GOAL OF THE EXERCISE:
Would you give the listing again exactly, without its images?

EXTRACTED RECORDS:
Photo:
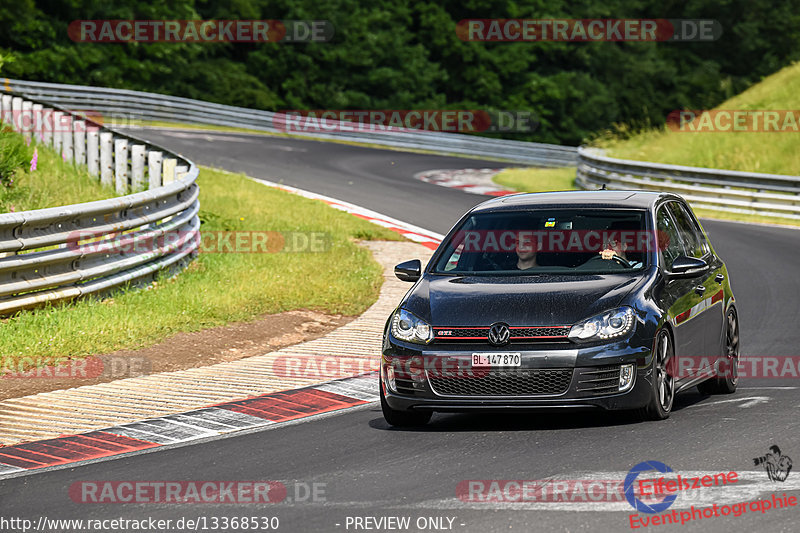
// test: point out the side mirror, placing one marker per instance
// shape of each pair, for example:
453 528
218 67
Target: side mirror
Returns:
687 267
409 271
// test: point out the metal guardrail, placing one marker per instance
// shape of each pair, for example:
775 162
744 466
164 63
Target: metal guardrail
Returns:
60 253
159 107
770 195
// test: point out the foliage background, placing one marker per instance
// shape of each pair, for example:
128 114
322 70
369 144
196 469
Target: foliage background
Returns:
401 54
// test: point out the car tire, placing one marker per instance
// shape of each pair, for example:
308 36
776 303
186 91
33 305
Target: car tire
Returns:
663 392
726 384
402 419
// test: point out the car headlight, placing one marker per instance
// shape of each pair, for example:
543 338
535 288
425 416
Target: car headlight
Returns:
410 328
608 325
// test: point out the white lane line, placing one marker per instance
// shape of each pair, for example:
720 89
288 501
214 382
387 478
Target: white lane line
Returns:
748 401
768 388
414 233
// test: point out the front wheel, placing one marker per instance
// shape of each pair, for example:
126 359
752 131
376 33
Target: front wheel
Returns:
402 419
663 394
726 383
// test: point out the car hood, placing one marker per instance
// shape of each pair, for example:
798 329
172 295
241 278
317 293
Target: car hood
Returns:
542 300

FINAL ANSWER:
Photo:
// test: point out the side mirror, placing one marker per instance
// shape of each pair, for example:
453 528
218 67
Target: side mirror
Returns:
687 267
409 271
// test: point out the metal guardrail, placing one marker per instance
// shape of each pair, for example:
775 162
744 466
164 63
Target: metal guardrail
Returns:
60 253
159 107
770 195
// test: point out the foliage background, placing one marker per instance
// shape of each pair, for example:
128 114
322 70
369 144
196 469
Target: foliage background
Returns:
401 54
// test: point out the car tire, placing one marker per instance
// shape of each pair, for example:
308 36
776 303
186 91
33 305
Target: car tire
Returns:
663 392
726 384
402 419
// test: point out the car headlight, placing one marker per instance
// shape of each pair, for example:
543 338
535 288
425 416
Target: car headlight
Returns:
410 328
608 325
// test: point out the white lane line, placing one marker per instance
// shape of each pair, for example:
720 89
288 501
214 382
387 478
Target: white lane line
Returns:
748 401
768 388
414 233
// test: point out the front wheel, placing one marker per instance
// shape of each pair, for example:
126 359
752 131
376 33
Target: front wheel
Returns:
402 419
663 394
726 383
// test: point out the car hood, placing one marker per instance
// shape of each pair, for example:
798 329
172 295
241 278
317 293
Target: car hood
Returns:
542 300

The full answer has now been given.